ENTRIES SHOWN:

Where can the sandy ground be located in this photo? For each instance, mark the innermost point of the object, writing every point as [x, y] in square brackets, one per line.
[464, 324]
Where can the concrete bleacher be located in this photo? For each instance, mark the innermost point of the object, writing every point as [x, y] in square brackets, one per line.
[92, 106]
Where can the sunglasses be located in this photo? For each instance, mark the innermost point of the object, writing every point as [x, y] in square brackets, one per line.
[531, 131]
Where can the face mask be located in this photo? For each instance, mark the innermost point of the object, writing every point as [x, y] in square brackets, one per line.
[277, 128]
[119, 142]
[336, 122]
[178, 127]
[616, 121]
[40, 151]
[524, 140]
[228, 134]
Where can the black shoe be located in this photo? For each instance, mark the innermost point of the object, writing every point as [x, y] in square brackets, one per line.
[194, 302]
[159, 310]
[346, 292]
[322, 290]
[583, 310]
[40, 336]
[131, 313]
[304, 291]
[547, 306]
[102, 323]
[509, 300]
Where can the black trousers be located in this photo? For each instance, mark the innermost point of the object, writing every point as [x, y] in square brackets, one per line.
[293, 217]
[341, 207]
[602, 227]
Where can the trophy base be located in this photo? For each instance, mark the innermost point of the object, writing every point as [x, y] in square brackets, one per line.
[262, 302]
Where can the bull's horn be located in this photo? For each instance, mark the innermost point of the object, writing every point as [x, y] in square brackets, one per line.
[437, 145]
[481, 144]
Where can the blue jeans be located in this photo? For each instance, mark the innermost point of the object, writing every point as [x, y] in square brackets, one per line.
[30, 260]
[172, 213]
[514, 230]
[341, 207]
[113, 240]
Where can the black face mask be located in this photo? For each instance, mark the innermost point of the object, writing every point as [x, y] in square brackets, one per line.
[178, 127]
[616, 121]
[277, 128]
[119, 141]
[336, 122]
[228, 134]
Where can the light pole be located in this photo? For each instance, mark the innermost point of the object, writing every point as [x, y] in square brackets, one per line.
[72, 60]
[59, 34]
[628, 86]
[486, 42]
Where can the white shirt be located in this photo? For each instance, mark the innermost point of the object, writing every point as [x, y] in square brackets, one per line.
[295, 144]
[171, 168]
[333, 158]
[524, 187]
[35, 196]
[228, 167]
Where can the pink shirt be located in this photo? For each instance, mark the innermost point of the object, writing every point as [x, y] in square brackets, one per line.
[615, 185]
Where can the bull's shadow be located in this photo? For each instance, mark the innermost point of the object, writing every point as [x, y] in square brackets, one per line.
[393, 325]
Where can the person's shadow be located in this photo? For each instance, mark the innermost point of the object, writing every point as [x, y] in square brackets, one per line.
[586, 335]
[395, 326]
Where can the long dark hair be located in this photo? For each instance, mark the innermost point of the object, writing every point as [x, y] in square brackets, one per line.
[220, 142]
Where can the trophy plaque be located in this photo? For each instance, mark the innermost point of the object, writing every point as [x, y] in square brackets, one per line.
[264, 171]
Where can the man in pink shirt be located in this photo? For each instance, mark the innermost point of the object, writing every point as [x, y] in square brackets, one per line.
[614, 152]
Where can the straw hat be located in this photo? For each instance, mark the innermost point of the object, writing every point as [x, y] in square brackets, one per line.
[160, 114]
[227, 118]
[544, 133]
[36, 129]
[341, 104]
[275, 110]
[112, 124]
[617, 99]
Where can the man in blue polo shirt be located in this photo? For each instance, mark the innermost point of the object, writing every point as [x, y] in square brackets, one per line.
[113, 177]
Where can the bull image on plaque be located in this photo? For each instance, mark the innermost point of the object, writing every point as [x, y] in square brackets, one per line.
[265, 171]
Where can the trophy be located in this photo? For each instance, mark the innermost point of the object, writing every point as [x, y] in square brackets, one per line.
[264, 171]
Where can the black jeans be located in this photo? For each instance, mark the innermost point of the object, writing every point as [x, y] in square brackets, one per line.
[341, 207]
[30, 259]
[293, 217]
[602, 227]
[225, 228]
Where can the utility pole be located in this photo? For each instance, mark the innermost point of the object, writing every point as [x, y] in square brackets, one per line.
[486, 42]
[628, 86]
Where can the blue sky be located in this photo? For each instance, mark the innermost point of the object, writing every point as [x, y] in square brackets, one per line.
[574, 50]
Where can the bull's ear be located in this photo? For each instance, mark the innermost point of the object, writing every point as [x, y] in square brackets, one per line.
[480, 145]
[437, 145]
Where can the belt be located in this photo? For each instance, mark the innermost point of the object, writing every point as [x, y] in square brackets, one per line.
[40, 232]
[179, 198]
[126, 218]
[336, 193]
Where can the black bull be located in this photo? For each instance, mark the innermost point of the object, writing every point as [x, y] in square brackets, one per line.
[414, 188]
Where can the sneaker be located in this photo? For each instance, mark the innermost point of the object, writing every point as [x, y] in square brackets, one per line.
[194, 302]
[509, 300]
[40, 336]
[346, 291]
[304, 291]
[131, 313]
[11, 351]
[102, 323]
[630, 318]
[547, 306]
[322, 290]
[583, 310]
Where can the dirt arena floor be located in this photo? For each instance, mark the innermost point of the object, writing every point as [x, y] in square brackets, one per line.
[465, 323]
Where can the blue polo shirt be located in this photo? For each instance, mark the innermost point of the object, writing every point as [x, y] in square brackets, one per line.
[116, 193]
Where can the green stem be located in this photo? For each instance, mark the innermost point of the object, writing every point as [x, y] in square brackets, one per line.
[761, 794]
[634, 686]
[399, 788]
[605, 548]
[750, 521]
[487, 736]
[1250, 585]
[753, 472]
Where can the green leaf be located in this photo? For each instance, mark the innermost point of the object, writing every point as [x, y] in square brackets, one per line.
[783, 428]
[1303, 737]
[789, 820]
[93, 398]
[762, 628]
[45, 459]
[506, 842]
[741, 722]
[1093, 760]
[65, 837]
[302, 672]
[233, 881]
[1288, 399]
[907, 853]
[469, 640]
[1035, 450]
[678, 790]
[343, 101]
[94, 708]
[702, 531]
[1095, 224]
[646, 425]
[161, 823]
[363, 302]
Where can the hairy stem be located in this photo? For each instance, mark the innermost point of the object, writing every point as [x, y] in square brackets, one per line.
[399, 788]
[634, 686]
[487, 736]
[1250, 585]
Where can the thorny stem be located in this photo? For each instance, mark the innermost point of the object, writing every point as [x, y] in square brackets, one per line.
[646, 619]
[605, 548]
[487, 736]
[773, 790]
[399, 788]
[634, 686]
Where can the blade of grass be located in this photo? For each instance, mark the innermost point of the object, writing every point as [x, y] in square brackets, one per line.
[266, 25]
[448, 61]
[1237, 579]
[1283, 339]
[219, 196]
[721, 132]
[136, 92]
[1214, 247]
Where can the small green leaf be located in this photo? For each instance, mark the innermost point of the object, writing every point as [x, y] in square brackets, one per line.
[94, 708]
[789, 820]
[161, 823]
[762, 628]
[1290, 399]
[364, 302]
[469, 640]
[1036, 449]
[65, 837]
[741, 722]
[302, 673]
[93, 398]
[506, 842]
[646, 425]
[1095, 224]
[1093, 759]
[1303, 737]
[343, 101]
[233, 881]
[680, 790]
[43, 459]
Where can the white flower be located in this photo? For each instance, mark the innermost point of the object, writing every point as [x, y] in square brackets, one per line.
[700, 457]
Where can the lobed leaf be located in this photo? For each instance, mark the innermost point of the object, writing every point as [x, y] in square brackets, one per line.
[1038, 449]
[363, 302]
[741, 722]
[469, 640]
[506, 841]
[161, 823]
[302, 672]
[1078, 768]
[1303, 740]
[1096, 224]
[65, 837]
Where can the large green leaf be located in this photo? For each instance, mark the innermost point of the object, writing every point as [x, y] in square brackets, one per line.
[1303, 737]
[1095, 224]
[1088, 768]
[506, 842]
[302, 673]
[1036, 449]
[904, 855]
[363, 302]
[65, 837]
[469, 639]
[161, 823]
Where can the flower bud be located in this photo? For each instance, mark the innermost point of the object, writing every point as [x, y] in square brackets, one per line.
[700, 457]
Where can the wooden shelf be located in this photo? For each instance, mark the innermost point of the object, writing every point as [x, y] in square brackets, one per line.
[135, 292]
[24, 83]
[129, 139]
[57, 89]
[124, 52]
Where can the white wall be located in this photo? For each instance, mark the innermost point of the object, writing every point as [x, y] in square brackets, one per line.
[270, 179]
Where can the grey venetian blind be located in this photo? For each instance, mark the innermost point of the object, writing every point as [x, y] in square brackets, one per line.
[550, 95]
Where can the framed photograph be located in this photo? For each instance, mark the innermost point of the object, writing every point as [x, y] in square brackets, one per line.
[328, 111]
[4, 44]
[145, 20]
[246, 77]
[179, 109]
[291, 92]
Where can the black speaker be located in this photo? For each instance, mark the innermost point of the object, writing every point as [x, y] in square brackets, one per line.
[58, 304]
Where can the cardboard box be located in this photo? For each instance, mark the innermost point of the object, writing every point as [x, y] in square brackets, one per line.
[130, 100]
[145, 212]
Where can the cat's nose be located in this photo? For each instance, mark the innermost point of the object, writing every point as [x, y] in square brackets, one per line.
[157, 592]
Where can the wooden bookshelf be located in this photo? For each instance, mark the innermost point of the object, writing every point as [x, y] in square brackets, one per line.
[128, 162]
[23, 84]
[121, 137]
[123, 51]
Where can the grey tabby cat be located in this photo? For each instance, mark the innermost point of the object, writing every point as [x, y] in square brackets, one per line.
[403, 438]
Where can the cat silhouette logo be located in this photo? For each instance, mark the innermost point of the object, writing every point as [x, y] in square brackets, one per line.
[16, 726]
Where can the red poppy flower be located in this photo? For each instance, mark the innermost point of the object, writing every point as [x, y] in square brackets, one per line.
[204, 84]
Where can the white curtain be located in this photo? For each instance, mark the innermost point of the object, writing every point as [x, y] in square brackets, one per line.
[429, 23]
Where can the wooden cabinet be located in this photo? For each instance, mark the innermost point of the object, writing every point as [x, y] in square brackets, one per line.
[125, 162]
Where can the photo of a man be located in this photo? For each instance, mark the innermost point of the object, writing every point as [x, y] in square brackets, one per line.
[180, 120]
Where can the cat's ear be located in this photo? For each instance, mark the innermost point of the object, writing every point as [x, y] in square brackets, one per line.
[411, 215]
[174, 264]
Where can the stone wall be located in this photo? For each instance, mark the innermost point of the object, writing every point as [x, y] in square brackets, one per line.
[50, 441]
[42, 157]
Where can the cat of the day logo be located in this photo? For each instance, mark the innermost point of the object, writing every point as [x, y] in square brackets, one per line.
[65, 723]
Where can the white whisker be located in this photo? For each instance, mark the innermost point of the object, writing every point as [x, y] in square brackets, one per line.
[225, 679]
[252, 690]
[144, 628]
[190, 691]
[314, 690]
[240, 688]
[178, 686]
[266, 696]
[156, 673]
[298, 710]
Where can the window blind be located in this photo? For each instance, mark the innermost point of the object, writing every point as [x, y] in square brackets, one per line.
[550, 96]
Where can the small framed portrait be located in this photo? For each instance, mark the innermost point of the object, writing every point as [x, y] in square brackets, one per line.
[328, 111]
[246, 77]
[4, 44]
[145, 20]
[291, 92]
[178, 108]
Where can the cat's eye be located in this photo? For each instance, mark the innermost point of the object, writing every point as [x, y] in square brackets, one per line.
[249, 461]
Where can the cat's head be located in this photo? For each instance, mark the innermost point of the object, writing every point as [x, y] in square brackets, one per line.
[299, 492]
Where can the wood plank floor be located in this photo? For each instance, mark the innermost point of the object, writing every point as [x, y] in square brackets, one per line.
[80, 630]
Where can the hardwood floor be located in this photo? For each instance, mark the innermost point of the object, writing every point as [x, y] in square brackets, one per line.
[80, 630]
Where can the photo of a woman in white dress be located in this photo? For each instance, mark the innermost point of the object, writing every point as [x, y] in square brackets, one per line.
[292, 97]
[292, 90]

PROBLEM: Convert the records, starting with the line that contains "Where can the hardwood" and going on through the end of the records, into a two-column CSV with the header input,output. Give one row for each text with its answer, and put each value in a single quoted field with any line breaks turned into spaces.

RESULT:
input,output
"Where can the hardwood floor be located in this photo? For each instance, mark the innermost point of the object, writing every point as [x, y] in square brackets, one per line.","[80, 630]"
"Where can the photo of a woman in white dress be located in this photo? For each instance, mark the innermost point of the object, writing every point as [x, y] in square brackets, one per line.","[292, 97] [292, 90]"